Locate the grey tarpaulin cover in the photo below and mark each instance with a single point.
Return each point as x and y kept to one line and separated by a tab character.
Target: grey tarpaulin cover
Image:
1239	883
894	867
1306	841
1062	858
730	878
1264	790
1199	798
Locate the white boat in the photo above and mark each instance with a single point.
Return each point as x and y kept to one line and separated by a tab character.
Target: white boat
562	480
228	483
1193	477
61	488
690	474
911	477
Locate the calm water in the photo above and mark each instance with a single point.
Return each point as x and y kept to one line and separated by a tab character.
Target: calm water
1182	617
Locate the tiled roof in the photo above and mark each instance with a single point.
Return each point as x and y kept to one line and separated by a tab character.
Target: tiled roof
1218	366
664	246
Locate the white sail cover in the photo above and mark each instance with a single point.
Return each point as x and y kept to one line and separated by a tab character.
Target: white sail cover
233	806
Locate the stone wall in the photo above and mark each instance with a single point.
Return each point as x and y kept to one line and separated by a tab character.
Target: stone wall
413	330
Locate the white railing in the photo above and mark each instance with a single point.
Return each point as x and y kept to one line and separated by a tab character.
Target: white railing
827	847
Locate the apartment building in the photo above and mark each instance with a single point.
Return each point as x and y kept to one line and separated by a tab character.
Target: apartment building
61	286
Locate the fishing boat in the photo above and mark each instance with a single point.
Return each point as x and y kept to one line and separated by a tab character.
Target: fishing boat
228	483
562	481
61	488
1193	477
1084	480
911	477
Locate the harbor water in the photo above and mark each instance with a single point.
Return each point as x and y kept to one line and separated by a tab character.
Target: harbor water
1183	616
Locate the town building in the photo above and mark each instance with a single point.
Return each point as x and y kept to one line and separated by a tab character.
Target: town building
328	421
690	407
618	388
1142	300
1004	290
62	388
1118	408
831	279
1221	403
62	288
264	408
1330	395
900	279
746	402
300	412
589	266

***

*Stated exercise*
Starting from the line containing "Locate the apartment", repeat each line through the end of the entries, exactly.

*Reply*
Locate the apartment building in the photo above and mark each instance with a single point.
Return each point as x and y kept to one line and separated by a tab character.
Target: apartment building
61	286
Locate the fishing boat in the photo above and mark each instance with a single point.
Return each point as x and y kept to one line and separated by a tab character.
Target: fishing boat
228	483
562	481
61	488
1193	477
1084	480
911	477
Locate the harbor water in the photo above and mark each instance with a single point.
Return each point as x and y kept to one line and separated by a tab character.
Target: harbor water
1183	616
Locate the town building in the photo above and mark each instance with a single point.
Return each point as x and y kept to one line and separated by a tab character.
Target: town building
328	421
690	407
618	388
1142	300
1004	290
62	388
1118	408
831	279
1221	403
62	288
264	408
1330	395
900	279
746	402
300	412
589	266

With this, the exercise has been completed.